### Problems to solve
**A)** Translate this sentence from the essay on Noelle below into Spanish: "There are moments that work, sure, but they’re the exception, not the rule."
**B)** Carry on the essay about Noelle below, picking up after its final sentence and keeping its voice.

### Selected passage

────────────────

“The Quiet Mission to Reduce Noelle’s Importance”
I’ve reread the manga from the Spade Invasion up to the present, and I’ll say it bluntly: Tabata has written the last 20–25 chapters in an incredibly rushed way, and it shows massively. The core ideas are fine, some are even really good, but the execution… is awful. Everything happens so fast that it feels artificial and inorganic. There’s no natural development of events; it just feels like a rapid succession of scenes with empty or extremely superficial dialogue in between. There are moments that work, sure, but they’re the exception, not the rule.
And with that said about the overall state of the final stretch, which already says a lot about how this last arc was handled, I want to talk specifically about the massive injustice done to Noelle from the previous arc all the way to the end of the series.
I don’t care what people say: the publisher, the editors, or Tabata himself, I don’t know exactly who made the decision, somewhere along the way, Noelle was deliberately stripped of narrative weight and on-screen relevance. And honestly, it shows.

────────────────

### Entries
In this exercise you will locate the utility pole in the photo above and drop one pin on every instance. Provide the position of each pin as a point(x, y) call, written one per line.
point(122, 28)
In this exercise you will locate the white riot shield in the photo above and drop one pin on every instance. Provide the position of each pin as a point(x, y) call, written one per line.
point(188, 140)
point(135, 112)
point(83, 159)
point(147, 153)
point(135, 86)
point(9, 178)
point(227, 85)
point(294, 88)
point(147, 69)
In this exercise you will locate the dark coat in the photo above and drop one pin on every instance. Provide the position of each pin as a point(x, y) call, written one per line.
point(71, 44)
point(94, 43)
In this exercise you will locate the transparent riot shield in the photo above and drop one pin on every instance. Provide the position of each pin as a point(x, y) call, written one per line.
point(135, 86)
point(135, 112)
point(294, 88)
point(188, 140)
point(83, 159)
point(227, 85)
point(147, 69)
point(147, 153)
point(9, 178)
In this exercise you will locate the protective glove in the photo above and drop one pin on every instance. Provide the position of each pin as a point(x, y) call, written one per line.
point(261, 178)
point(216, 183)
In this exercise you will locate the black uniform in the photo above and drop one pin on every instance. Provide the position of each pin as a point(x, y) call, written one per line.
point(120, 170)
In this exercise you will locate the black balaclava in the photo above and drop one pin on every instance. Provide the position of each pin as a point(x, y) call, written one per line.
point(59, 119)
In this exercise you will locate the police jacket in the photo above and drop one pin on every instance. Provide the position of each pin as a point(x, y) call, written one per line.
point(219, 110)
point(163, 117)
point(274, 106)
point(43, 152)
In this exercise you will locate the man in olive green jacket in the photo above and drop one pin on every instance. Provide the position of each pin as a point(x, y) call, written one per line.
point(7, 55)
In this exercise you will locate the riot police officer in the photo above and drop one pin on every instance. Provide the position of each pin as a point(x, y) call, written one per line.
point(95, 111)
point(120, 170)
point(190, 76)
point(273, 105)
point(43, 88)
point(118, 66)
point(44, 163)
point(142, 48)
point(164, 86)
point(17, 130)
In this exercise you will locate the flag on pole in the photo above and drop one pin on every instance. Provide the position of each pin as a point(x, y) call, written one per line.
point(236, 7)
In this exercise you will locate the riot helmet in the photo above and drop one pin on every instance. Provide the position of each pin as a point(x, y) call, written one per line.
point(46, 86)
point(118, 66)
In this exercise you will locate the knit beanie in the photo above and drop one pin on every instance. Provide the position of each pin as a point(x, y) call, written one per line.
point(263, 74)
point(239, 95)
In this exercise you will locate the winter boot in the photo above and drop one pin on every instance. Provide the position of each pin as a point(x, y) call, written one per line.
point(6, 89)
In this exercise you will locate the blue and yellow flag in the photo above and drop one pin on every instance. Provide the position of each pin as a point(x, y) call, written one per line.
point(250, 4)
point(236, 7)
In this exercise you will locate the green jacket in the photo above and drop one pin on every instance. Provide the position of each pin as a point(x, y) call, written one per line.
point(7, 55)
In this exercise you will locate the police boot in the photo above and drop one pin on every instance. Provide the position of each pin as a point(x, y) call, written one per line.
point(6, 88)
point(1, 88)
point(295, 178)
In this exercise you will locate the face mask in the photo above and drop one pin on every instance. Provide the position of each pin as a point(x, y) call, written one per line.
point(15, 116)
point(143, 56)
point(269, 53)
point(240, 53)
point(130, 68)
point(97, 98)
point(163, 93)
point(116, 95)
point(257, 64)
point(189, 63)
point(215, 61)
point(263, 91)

────────────────

### Solved problems
**A)** Hay momentos que funcionan, claro, pero son la excepción, no la regla.

**B)**
In the Spade arc, we got arguably Noelle’s best combat sequence in the entire manga. Her Spirit Dive is, objectively, one of Tabata’s best designs: the detail is immaculate, perfectly blending Noelle’s aggressive, ferocious fighting style with the almost dance-like elegance that has always defined her movement. And it wasn’t just visual spectacle. Narratively, everything worked.
We had her revenge for her mother, the accumulated hatred and humiliation toward Vanica, the resolution of the Silva family conflict, some genuinely interesting dialogues with Megicula about humanity, Noelle finally accepting her feelings for Asta… literally everything was heading in the right direction for her character. Her development was peaking.
And on top of that, at that point in the manga, Noelle was literally on par with Asta and Yuno. She was one of the strongest characters in the entire series. Everything pointed to Tabata building her as the true third pillar of the “Light Triad.”
But then the popularity polls arrived. (I curse the day Noelle won them…)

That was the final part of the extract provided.